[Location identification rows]
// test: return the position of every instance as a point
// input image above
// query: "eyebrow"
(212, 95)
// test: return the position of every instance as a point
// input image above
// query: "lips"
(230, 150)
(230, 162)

DESCRIPTION OF THE TASK
Rewrite all of the rows above, replacing "position" with "location" and keeping everything else the same.

WRITTEN RESPONSE
// test: return the location of every instance as a point
// input image above
// query: "eyebrow"
(212, 95)
// test: return the location of every instance as a point
// input image above
// query: "lips"
(230, 150)
(230, 162)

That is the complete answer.